■ **SUPPLIED MATERIAL**:
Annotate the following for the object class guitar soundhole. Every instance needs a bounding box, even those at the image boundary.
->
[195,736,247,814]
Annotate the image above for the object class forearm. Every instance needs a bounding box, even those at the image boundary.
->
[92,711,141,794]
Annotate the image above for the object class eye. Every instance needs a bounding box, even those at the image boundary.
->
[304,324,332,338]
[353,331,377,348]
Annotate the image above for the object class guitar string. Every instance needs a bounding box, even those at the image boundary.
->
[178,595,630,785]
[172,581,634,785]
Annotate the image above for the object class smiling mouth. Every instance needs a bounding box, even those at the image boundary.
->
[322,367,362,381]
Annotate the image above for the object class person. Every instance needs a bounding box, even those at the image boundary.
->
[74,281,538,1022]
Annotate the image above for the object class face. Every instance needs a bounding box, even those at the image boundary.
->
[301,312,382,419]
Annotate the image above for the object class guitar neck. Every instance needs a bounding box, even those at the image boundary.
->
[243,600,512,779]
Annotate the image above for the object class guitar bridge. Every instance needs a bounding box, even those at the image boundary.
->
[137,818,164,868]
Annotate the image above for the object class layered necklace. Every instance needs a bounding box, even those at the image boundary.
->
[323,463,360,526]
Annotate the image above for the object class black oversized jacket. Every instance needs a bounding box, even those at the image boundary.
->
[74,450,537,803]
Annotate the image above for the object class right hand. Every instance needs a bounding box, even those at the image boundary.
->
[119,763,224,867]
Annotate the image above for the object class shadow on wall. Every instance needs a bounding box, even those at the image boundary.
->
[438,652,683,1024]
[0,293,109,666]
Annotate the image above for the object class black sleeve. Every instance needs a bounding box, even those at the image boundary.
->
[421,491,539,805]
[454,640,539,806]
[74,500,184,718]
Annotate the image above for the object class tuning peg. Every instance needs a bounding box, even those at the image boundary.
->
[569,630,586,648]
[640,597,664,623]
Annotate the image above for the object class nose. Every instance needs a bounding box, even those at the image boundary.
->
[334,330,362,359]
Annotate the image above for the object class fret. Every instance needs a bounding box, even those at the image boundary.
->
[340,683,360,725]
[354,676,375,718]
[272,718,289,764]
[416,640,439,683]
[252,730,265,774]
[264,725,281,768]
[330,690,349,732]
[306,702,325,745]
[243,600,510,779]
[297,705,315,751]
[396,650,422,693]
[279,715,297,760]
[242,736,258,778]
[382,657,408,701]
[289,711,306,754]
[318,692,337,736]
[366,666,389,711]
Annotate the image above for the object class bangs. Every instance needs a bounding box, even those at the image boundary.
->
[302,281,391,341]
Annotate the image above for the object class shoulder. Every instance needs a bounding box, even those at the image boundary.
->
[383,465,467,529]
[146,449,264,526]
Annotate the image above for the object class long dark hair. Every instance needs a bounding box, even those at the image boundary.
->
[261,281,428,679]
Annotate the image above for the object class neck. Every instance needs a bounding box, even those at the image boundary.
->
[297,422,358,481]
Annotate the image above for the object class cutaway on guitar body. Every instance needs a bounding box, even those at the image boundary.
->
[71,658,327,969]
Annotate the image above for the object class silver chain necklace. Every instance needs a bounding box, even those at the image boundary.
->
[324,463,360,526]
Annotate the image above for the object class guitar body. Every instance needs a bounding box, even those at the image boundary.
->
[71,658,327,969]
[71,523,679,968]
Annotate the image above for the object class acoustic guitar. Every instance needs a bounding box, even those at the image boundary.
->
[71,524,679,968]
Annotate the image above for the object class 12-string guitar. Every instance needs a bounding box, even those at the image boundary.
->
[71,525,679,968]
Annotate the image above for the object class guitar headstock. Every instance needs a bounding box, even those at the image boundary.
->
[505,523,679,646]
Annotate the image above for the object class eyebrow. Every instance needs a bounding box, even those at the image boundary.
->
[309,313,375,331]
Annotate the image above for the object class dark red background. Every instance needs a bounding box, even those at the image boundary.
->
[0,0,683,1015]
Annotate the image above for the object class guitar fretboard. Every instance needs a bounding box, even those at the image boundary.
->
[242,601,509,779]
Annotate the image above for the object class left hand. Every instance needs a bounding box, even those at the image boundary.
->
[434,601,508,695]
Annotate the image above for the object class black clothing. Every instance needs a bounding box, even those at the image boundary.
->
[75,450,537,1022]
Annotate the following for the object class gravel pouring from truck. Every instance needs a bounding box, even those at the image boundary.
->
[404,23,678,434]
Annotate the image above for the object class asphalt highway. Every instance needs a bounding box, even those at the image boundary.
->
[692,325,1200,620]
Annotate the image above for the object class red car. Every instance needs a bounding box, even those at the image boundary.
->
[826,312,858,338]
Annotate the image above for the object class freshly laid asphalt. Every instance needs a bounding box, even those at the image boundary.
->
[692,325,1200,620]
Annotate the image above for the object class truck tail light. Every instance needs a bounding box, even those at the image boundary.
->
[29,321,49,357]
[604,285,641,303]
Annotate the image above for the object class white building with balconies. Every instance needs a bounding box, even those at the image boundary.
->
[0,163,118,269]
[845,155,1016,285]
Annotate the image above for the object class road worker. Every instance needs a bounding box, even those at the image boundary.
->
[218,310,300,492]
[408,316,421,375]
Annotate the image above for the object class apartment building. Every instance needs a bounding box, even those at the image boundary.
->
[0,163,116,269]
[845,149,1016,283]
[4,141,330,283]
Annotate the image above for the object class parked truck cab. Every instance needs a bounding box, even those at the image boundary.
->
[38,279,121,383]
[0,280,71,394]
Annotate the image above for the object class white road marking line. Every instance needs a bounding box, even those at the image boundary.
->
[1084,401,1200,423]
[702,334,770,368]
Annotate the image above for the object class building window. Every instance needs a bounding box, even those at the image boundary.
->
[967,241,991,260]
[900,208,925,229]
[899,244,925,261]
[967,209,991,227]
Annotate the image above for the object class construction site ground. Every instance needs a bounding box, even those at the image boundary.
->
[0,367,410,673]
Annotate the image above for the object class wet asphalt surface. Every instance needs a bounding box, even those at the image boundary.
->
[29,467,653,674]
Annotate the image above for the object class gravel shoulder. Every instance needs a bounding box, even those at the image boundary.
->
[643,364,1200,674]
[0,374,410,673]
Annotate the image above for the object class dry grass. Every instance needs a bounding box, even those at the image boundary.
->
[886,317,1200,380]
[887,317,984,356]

■ **WHAT TO WORK ON**: Copy the part of the listing above that opens with the line containing "Annotate the image above for the object class 12-string" and closes with the line containing "[845,155,1016,285]", both ends included, with every request kept as it is. In the answers, multiply each bounding box coordinate by 1.7 and round it to a whole number, with halves rounded up.

■ **SOLUTION TO THIS PROBLEM**:
Annotate the image above for the object class 12-string guitar. Every instance needs a bounding box, even those at the image boundary.
->
[121,893,1154,1646]
Annotate the image above for the object class guitar headstock. Every instance needs a bounding box, even those at the image boundary.
->
[859,889,1154,1098]
Annotate the image above for the object class eyebrow. Every instance needs a bounding box, even those at the image boundary.
->
[525,532,638,563]
Annotate the image above for the object class dark red background. Every instance needs a bounding box, even those at the image boundary.
->
[0,0,1161,1726]
Annotate the image above for the object class guitar fretboard. Every instance needs a bounding box, even those at the image boundary.
->
[411,1022,865,1324]
Annotate the image above for the object class left hand. Every instance needs a bounding box, even those at the image boundary.
->
[738,1022,864,1182]
Annotate the image above for the object class black clothing. Every instance needs a bounding box, even those at the image boundary.
->
[128,765,913,1737]
Annotate the following for the object class gravel pouring from truck. Every instance needs a bounding box, even those at the image boundary.
->
[687,39,1153,738]
Annotate the image above for the object class asphalt highway. Every instance needs a bounding box, even those at the image boundary.
->
[1176,553,2040,1054]
Annotate the image above for the object class red car. Every instance needs a bounding box, even those at the image boundary.
->
[1404,530,1459,575]
Annotate the image above for the object class freshly laid asphalt. Every instance needs a bounding box, even those at the image boundary.
->
[1176,553,2040,1054]
Annotate the image above for the object class truck tail light. Every instance needs a bounding box, even those at the image boundary.
->
[49,546,83,607]
[1027,485,1090,515]
Annotate the image above for the object class white building with balconies. Every instance needs a bounding box, even those at the image boundary.
->
[0,277,201,457]
[1437,264,1727,485]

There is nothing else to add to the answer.